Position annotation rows
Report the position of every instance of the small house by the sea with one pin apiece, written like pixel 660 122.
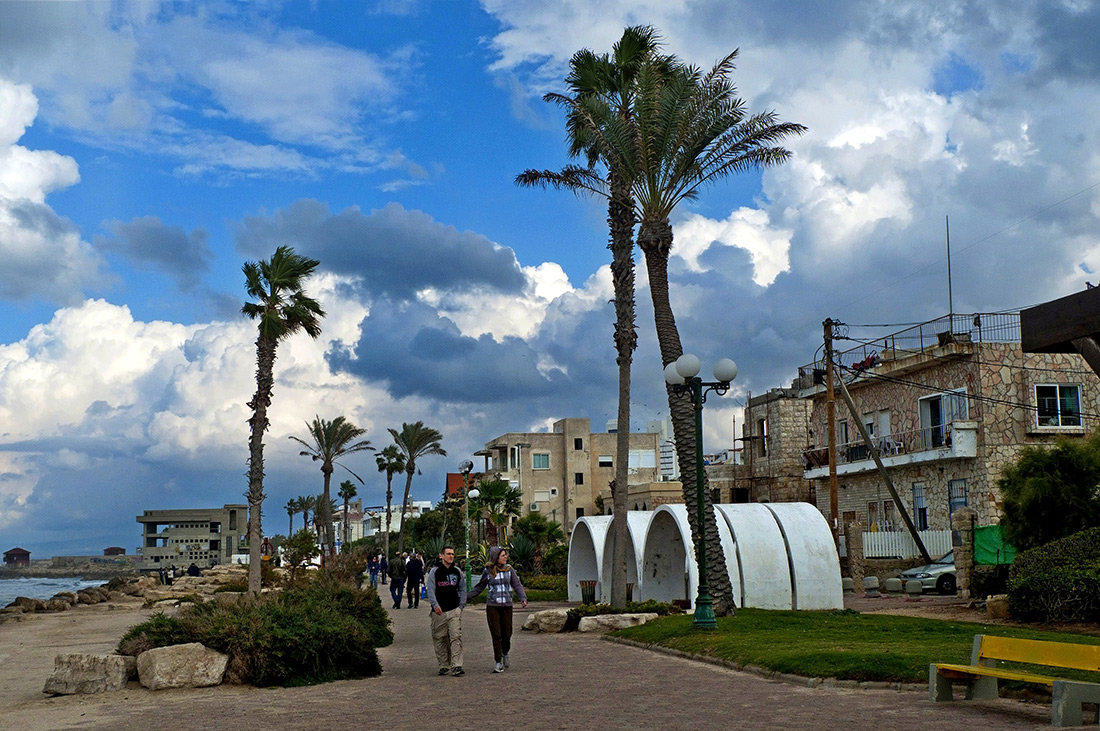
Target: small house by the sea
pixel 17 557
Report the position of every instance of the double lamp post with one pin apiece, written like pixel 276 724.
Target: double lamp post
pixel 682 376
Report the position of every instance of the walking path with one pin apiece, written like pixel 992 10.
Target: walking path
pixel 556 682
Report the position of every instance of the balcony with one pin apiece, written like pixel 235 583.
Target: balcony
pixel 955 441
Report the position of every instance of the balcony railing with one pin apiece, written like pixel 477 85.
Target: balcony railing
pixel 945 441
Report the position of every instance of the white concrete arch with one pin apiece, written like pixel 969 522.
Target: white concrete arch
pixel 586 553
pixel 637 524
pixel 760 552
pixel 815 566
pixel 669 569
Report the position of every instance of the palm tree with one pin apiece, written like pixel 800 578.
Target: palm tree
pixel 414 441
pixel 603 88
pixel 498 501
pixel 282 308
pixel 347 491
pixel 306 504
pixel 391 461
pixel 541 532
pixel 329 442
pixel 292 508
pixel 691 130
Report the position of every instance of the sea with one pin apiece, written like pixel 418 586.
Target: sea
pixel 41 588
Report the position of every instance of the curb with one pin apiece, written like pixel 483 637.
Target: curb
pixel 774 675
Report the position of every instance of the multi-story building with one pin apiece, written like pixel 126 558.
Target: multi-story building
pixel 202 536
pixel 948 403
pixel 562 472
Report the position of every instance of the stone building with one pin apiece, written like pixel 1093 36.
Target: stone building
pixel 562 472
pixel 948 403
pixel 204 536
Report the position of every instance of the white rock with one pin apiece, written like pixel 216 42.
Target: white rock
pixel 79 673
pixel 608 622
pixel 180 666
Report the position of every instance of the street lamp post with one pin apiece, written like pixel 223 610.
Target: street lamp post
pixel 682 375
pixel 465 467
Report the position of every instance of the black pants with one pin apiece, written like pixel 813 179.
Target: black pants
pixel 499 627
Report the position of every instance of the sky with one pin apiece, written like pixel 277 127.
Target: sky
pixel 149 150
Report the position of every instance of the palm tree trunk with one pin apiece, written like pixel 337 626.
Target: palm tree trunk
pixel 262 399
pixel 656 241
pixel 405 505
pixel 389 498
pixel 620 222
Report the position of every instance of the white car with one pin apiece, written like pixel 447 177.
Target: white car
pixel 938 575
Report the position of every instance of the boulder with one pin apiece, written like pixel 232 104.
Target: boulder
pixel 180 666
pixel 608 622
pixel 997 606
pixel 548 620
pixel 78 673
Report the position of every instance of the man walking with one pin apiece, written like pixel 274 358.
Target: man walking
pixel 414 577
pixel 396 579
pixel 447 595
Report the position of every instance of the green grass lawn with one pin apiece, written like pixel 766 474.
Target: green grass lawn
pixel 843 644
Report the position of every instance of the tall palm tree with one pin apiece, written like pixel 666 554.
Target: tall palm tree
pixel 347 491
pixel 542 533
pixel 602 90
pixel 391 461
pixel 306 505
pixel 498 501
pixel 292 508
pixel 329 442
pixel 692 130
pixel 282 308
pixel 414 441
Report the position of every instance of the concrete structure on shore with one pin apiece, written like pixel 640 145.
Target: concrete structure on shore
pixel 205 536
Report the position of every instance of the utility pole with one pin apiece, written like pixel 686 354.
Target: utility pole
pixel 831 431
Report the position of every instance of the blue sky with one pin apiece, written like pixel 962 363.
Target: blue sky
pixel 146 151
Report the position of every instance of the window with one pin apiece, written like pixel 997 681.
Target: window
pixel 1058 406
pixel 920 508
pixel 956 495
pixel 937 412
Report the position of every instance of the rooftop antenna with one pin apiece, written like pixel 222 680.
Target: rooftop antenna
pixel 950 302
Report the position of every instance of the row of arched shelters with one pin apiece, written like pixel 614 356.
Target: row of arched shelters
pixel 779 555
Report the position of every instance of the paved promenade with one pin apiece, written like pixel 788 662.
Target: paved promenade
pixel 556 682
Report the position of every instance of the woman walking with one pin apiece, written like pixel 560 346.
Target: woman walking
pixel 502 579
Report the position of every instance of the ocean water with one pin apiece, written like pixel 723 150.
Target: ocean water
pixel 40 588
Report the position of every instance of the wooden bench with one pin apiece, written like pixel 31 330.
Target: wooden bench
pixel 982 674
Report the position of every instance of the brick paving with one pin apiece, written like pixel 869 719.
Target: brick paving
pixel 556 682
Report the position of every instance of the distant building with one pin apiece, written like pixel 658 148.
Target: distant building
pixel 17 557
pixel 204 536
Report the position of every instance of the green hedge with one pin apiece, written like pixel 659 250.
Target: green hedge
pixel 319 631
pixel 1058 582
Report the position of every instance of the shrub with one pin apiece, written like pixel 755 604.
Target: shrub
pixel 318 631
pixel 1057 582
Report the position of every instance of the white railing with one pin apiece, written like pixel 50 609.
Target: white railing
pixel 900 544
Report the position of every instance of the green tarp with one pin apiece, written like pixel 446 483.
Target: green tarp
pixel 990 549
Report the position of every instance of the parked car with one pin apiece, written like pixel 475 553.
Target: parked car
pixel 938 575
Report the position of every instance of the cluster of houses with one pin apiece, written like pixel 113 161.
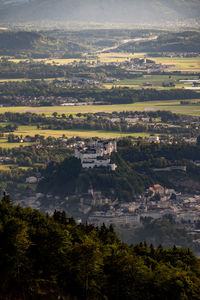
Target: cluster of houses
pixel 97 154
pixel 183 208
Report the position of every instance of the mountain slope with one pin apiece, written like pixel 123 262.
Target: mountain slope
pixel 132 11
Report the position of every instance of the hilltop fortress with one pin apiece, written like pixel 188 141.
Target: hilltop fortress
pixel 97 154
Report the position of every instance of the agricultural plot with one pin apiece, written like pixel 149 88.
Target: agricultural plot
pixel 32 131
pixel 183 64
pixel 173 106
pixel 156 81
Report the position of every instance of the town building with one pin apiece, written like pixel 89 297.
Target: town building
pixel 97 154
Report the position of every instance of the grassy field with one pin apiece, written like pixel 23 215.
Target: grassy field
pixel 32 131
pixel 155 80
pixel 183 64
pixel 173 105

*Aim*:
Rewrite the rows from the line with "Report the position of every instance of the blue" up to and including the line with "pixel 779 555", renaming "rooftop antenna" to "roof antenna" and leaving everything else unchanged.

*Answer to this task*:
Report the position of every instance of the blue sky with one pin apiece, written like pixel 962 363.
Target: blue sky
pixel 146 151
Report the position of every instance of the window with one pin apiece, written like pixel 997 681.
Target: window
pixel 1058 406
pixel 920 508
pixel 956 495
pixel 937 412
Report the position of every instance of the roof antenna with one pin apiece, written like pixel 222 680.
Target: roof antenna
pixel 950 302
Report the position of every instance of the row of arched shelters with one pin apiece, written like pixel 614 356.
Target: row of arched shelters
pixel 779 555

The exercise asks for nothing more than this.